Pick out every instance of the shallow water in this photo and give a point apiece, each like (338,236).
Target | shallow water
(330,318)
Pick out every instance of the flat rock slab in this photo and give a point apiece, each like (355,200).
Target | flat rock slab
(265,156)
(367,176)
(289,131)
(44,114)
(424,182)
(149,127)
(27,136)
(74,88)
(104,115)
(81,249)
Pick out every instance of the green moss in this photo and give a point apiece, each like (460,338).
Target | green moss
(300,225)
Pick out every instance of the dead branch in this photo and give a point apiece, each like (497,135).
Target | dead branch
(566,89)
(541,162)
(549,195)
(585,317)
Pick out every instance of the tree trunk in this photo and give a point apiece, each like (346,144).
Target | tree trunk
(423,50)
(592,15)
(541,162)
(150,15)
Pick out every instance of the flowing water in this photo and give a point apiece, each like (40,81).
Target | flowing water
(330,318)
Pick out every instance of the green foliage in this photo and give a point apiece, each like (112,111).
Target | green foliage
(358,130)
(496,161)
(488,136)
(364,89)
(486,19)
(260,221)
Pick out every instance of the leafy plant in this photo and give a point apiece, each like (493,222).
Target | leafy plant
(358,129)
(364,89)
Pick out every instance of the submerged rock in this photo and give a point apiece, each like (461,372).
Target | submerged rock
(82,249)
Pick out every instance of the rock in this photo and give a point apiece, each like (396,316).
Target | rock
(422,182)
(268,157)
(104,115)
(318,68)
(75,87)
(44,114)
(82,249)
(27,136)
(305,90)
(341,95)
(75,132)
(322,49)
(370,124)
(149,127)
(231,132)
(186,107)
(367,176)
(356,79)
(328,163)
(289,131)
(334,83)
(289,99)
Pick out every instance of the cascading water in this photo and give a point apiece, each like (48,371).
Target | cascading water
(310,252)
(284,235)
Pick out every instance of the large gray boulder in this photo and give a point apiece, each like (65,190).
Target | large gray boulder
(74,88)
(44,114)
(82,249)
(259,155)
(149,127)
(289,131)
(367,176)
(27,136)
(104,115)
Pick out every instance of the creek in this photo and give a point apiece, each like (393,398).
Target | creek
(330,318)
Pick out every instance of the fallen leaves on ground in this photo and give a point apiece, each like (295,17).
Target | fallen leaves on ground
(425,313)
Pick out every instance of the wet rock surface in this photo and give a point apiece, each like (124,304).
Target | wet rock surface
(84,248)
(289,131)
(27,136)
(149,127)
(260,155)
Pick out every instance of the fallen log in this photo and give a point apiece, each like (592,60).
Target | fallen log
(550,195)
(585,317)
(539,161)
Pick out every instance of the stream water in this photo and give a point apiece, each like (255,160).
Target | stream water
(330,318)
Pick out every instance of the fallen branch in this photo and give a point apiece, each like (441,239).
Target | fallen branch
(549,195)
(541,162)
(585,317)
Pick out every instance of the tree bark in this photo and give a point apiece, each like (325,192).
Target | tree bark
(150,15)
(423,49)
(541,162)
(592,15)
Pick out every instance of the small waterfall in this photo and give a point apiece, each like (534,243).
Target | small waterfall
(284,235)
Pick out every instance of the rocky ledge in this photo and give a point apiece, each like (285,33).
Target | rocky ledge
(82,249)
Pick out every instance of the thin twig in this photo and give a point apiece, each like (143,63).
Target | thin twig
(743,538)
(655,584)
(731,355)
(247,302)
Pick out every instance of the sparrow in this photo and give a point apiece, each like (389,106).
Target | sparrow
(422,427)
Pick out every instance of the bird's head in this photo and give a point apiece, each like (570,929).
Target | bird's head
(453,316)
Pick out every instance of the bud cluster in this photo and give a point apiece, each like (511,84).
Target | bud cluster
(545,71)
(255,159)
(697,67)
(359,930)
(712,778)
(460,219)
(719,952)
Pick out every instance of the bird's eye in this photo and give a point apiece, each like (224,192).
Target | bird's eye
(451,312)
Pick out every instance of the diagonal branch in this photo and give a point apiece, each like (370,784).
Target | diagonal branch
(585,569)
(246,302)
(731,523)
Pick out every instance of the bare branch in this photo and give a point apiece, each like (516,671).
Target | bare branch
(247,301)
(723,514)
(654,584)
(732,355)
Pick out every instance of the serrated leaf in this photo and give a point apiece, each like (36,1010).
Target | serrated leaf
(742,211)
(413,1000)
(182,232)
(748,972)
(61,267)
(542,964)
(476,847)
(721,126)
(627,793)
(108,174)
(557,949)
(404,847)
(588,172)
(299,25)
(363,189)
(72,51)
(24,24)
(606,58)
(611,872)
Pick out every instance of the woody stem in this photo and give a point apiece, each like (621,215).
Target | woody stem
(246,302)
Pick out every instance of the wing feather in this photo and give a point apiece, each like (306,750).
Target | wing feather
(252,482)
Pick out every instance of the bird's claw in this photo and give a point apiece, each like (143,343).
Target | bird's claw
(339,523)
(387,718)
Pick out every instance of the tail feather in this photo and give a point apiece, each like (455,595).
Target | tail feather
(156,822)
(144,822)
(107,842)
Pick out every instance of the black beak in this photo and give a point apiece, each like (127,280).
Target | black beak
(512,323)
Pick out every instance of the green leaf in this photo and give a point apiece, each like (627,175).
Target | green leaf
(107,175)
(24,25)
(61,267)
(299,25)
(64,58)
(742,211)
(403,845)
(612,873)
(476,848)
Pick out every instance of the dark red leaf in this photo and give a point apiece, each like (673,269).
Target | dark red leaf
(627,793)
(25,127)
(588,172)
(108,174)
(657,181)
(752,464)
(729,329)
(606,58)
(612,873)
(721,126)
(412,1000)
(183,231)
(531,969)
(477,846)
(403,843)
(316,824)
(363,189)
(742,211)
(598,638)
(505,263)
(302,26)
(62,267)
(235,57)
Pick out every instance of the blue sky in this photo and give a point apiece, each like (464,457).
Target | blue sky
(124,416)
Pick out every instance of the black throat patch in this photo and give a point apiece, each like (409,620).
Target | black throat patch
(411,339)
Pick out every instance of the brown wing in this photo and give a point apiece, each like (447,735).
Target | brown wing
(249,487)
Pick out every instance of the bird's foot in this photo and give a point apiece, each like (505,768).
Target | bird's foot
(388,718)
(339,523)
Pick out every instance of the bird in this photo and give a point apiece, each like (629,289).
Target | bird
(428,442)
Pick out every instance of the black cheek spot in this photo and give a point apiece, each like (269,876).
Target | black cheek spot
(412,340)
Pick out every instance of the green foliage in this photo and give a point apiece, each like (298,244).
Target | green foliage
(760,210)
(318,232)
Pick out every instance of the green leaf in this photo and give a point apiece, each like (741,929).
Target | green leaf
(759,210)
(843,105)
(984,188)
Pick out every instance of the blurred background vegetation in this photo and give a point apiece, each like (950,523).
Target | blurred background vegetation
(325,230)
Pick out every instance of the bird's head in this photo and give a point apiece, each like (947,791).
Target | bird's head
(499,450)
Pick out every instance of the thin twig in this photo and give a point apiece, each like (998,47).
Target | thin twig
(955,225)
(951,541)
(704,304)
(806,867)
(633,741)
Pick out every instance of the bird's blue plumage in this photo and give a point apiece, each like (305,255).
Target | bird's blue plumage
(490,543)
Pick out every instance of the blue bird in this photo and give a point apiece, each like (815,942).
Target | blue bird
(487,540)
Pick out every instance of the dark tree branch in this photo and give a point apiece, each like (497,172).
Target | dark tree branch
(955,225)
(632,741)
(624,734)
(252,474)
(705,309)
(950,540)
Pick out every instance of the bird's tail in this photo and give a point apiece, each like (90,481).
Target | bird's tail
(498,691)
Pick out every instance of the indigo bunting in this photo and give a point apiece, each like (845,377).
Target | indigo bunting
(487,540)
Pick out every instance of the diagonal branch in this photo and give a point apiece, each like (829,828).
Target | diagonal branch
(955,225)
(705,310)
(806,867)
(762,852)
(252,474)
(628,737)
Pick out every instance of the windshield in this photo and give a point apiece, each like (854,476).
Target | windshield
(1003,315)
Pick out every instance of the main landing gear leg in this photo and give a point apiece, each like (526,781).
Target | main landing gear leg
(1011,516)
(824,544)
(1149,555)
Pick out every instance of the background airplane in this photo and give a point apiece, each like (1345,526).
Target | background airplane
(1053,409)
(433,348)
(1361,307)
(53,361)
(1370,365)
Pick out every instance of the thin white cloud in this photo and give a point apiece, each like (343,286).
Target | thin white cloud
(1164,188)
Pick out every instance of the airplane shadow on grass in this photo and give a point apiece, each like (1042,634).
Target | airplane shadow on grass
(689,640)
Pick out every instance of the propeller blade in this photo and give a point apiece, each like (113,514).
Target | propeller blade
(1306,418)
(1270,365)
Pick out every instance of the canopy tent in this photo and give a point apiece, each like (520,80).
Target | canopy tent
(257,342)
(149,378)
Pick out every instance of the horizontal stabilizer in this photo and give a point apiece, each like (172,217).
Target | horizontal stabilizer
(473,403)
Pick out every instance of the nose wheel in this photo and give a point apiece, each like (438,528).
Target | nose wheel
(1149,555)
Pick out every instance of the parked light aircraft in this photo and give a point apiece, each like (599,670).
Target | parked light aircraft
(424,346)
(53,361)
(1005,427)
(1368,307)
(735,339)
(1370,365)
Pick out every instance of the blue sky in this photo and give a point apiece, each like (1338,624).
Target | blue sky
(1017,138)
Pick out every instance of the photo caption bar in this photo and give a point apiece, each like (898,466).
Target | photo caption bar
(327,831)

········

- [What is required]:
What are the lines from the one with "Pick out every instance of the canopy" through the last line of the records above? Quote them exactly and add nothing.

- [Result of the exercise]:
Pick out every instance of the canopy tent in this photo and give a point apiece, each like (520,80).
Target | canopy tent
(257,342)
(149,378)
Pick out every instance of the horizontal stabilizer in this photo and give a point apiece, each like (172,217).
Target | horizontal stabilizer
(473,403)
Pick out every instance of the nose wheel in this photo and give a point apiece, each like (438,528).
Target | nose wheel
(1149,555)
Pick out every instance of the parked light aircraft in this photo and give a point apiece, each like (599,670).
Target | parked light aircraft
(424,346)
(53,361)
(1005,427)
(1368,307)
(735,339)
(1370,365)
Pick out every instance of the blue sky in this photo and give a point apiece, each like (1338,624).
Target | blue sky
(1017,138)
Pick out every instance of the photo caption bar in this photo and give a point apiece, each like (898,466).
Target | photo caption bar
(327,831)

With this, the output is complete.